* [СТРАНИЦА]:

_ _ _ _ _

Добавить в цитаты Настройки чтения

Страница 10 из 117



Осторожный Алексеев занял рассчетливую позицию, настаивая идти наоборот, на юг, на Кубань:

— Идея движения на Кубань понятная массе, она отвечает той обстановке, в которой армия находится.

Ему вторил Деникин, назначенный начальником 1-й Добровольческой дивизии:

— Следует двигаться на Екатеринодар, где уже собраны некоторые суммы денег на армию, где есть банки, запасы. Богатый Екатеринодар, еще находившийся в руках кубанской Рады, большинству генералов казался заманчивее. Казачий же потомок Корнилов стоял на своем и потому что лучше всех этих генералов знал казачью психологию. Он не сомневался, что колебания и «нейтралитет» донцов временны: стоит их переждать, и после прихода красных свободолюбивые казаки истинно поднимутся. Это и произойдет на самом деле. Генеральское большинство все-таки настояло на своем — на Кубань! В донских станицах по пути они уже столкнулись с местным «энтузиазмом» и разуверились в батюшке тихом Доне:

огромное село в лучшем случае «наскребало» десятка два добровольцев. А атаман Попов ушел с верными казаками на Задонье в свой Степной поход.

Стоит согласиться с мнением зарубежного историка генерала Головина, считавшего это решение "редкой стратегической ошибкой" Алексеева. Взятый добровольцами курс на Екатеринодар потребовал от них предельно выложиться. В это же время и бывшая русская Кавказская армия отходила из Турции на Кубань, оказалась на ней запертой и послужила для большевистских начальников отличным кадром для создания многочисленной красной 11-й армии. Кроме того, пока добровольцы будут сражаться на Кубани, Троцкий успеет выиграть время для создания Рабоче-Крестьянской Красной армии. После ухода немцев она станет дисциплинированно драться с белыми.

Стали добровольцы собираться в свой первый поход. Провели инвентаризацию имущества, реорганизовали армию, укрупнив части.

28 февраля 1918 года Добровольческая армия двинулась в свой Ледяной поход — 1-й Кубанский. Празднично светили почистившие перышки ветераны-полки. Отливали малиново-черными фуражками и погонами корниловцы с трехцветными или «ударными» красно-черными знаками-углами на рукавах. Черный ("Смерть за Родину") и белый ("Воскресение России") были основными цветами Офицерского полка.

_ _ _ _ _

* [ДАННЫЕ ДЛЯ ЗАДАНИЯ]:
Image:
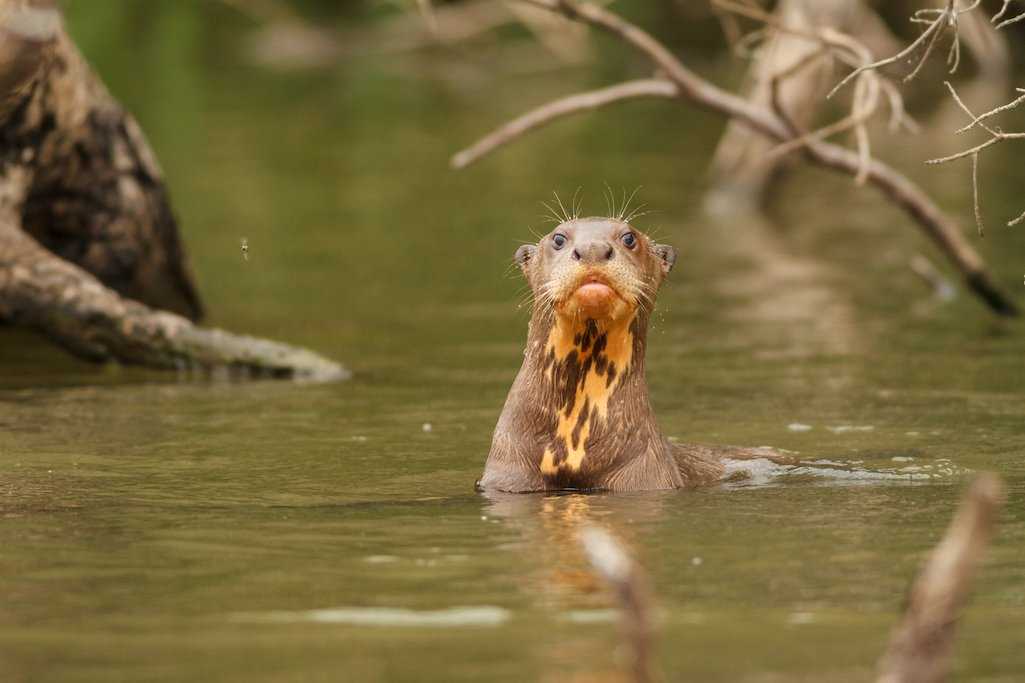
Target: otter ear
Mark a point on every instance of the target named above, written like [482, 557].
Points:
[524, 254]
[666, 256]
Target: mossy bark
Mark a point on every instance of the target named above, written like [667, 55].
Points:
[90, 253]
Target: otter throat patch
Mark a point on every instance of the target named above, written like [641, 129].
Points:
[583, 366]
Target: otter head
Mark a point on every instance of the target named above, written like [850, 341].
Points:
[596, 269]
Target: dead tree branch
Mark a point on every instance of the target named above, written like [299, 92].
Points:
[995, 136]
[695, 90]
[89, 247]
[921, 643]
[615, 565]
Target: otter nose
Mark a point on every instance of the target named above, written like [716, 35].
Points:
[593, 252]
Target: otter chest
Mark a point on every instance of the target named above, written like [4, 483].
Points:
[582, 370]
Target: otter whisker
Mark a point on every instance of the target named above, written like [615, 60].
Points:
[566, 213]
[552, 214]
[577, 206]
[626, 202]
[610, 200]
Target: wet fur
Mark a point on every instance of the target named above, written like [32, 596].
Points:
[578, 414]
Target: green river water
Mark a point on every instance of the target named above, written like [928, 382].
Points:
[155, 528]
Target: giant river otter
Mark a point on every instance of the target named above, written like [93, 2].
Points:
[578, 415]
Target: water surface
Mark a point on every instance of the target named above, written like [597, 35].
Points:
[163, 529]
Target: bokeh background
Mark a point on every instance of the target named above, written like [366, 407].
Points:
[161, 529]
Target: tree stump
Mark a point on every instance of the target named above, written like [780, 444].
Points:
[90, 253]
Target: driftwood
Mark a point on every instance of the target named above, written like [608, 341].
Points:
[675, 81]
[612, 561]
[739, 168]
[89, 247]
[920, 645]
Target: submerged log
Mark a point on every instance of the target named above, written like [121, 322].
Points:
[921, 643]
[89, 247]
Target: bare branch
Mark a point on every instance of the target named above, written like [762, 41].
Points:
[584, 102]
[995, 135]
[975, 195]
[615, 565]
[920, 644]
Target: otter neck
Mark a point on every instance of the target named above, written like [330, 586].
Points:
[587, 371]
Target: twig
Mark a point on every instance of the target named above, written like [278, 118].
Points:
[975, 195]
[612, 561]
[920, 644]
[938, 21]
[653, 87]
[995, 135]
[697, 91]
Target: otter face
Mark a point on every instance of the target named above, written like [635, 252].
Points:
[598, 269]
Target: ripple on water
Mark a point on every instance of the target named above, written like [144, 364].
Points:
[762, 472]
[386, 616]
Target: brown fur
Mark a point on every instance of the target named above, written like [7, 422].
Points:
[578, 414]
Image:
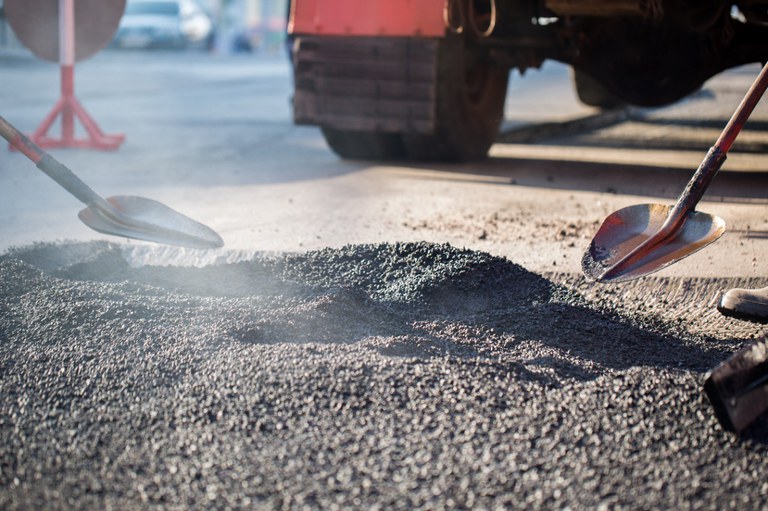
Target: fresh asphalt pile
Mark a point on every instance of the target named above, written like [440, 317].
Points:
[373, 376]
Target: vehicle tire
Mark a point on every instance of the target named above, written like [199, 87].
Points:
[470, 94]
[593, 93]
[361, 145]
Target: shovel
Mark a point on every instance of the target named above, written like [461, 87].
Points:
[122, 215]
[642, 239]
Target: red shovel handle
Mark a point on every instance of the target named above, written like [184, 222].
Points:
[743, 112]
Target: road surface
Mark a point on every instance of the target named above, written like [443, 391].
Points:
[372, 335]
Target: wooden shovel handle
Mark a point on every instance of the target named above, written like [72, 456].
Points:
[717, 154]
[743, 112]
[20, 141]
[50, 165]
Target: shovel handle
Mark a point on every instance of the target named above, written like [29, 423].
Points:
[742, 113]
[48, 164]
[717, 154]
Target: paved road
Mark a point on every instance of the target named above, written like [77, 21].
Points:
[397, 372]
[213, 138]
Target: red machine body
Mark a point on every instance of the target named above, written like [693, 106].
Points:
[427, 79]
[392, 18]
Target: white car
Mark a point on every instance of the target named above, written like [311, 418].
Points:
[163, 24]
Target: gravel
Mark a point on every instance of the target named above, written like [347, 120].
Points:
[391, 376]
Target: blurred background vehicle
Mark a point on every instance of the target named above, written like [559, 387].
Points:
[427, 80]
[164, 24]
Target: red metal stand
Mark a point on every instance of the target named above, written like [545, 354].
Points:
[68, 107]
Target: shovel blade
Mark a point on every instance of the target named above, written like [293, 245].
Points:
[149, 220]
[626, 229]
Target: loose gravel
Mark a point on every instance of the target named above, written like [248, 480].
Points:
[392, 376]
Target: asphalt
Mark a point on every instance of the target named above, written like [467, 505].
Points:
[381, 376]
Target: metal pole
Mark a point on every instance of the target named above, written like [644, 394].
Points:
[67, 62]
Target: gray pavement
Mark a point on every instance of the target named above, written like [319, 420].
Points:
[372, 336]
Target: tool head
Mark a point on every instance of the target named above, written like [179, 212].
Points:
[738, 388]
[149, 220]
[626, 229]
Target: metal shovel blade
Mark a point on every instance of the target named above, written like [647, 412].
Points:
[146, 219]
[625, 230]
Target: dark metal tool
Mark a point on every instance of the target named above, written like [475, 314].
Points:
[738, 388]
[122, 215]
[641, 239]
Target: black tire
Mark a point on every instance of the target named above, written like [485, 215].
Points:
[469, 106]
[361, 145]
[593, 93]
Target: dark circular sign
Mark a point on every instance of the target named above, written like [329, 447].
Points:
[36, 24]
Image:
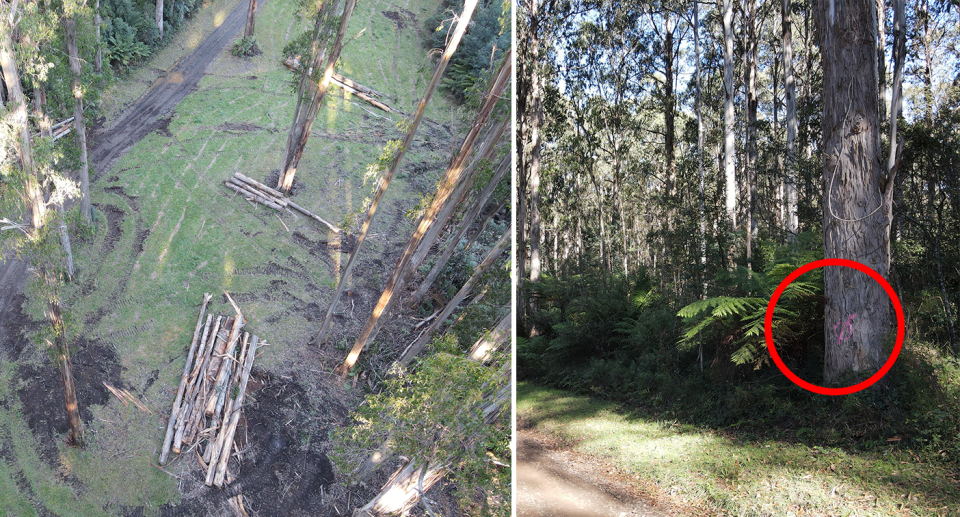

_ _ _ _ _

* [ЗАДАНИЕ A]: Повторите слово в слово строки списка, начиная со строки с «Target: red metal stand» и до самого конца списка. Картинки в ответ не включайте.
* [ЗАДАНИЕ B]: Продолжите текст о Ледяном походе Добровольческой армии после его последнего предложения.

* [ПРАВИЛЬНЫЙ ОТВЕТ A]:
Target: red metal stand
Mark a point on every instance of the target named above, written like [545, 354].
Points:
[68, 107]
Target: shovel blade
Mark a point on every instance of the target named above, written like [293, 245].
Points:
[149, 220]
[626, 229]
Target: loose gravel
Mark a point on every instance of the target named above, written like [248, 480].
Points:
[392, 376]
Target: asphalt
Mark a point on every instance of the target named above, written like [467, 505].
Points:
[381, 376]
Target: metal pole
Mark a point on every instance of the target named above, written like [644, 394].
Points:
[67, 62]
Target: gray pavement
Mark a point on every instance of the target named above, written like [319, 420].
Points:
[372, 336]
Target: tool head
Mark a point on every instance of the target named above, written like [179, 212].
Points:
[738, 388]
[149, 220]
[626, 229]
Target: metal shovel blade
Mark a point on every instance of the target named above, written like [647, 412].
Points:
[146, 219]
[625, 230]
Target: dark metal tool
Mark a point on every instance of the target named above, written like [475, 314].
Points:
[738, 388]
[122, 215]
[641, 239]
Target: black tire
Mark a point on every instance of the target named above, written like [485, 215].
Points:
[469, 106]
[361, 145]
[593, 93]
Target: dark circular sign
Mark a point on every instance of the target named above, written like [329, 447].
Points:
[36, 24]
Image:

* [ПРАВИЛЬНЫЙ ОТВЕТ B]:
Этим же днем добровольцы выбили красных из станицы Кагальницкой. А большой бой они дали в пушкински ясный, слегка морозный день 6 марта у крупного села Лежанка уже в Ставропольской губернии. Атаковать Офицерский полк пошел в авангарде. Старые и молодые полковники шагали взводными. Впереди всех — 39-летний полковник Н.С. Тимановский, прозванный Железным Степанычем, как всегда в атаке, с трубкой в зубах. Под заломленной черной папахой — очечки на круглых неподвижных глазах, выбритые углом усы: печатает широким шагом, хотя семнадцатью старыми ранами перебито тело. Одну из рот ведет сухой, крепкий А.П.Кутепов, черная фуражка на затылке, смоляные усищи и бородка вздрагивают — отрывисто командует молодежи, те развеселились будто на балу… Проносится на коне к головному отряду С.Л.Марков, матерком разнося кого-то…

Глухой высокий разрыв шрапнели! Офицеры, не останавливаясь, разворачиваются. Без выстрела (патронов мало!) в полный рост идут на начавшийся пулеметный огонь. Цепи скрываются за косогором. На НП к Деникину подходит Алексеев. Вдвоем они выскакивают вперед для лучшего обзора. С пригорка видно, что село опоясано окопами, от церкви лупит красная батарея, винтовки и пулеметы секут наступающих. Те залегают перед незамерзающей речкой… И сразу вправо, в обход зашагал Корниловский полк. Там взметывается трехцветное знамя — под ним с конниками летит Корнилов! Юнкера с другой стороны выскакивают под сплошные пулеметы и ставят орудия. Ударяют по окопам… Залегший Офицерский не выдерживает ожидания, полк поднимается и стеной бросается через ледяную речку вброд. Справа летят корниловцы. Они и офицеры несутся на окопы, экономя патроны, чтобы бить штыком…

Когда Алексеев с Деникиным заходят в село, улицы завалены трупами, а на околице дружный треск выстрелов — расстреливают большевиков. Еще в январе Корнилов добровольцам сказал:

— Вы скоро будете посланы в бой. В этих боях вам придется быть беспощадными. Мы не можем брать пленных, и я даю вам приказ, очень жестокий: пленных не брать! Ответственность за этот приказ перед Богом и русским народом я беру на себя!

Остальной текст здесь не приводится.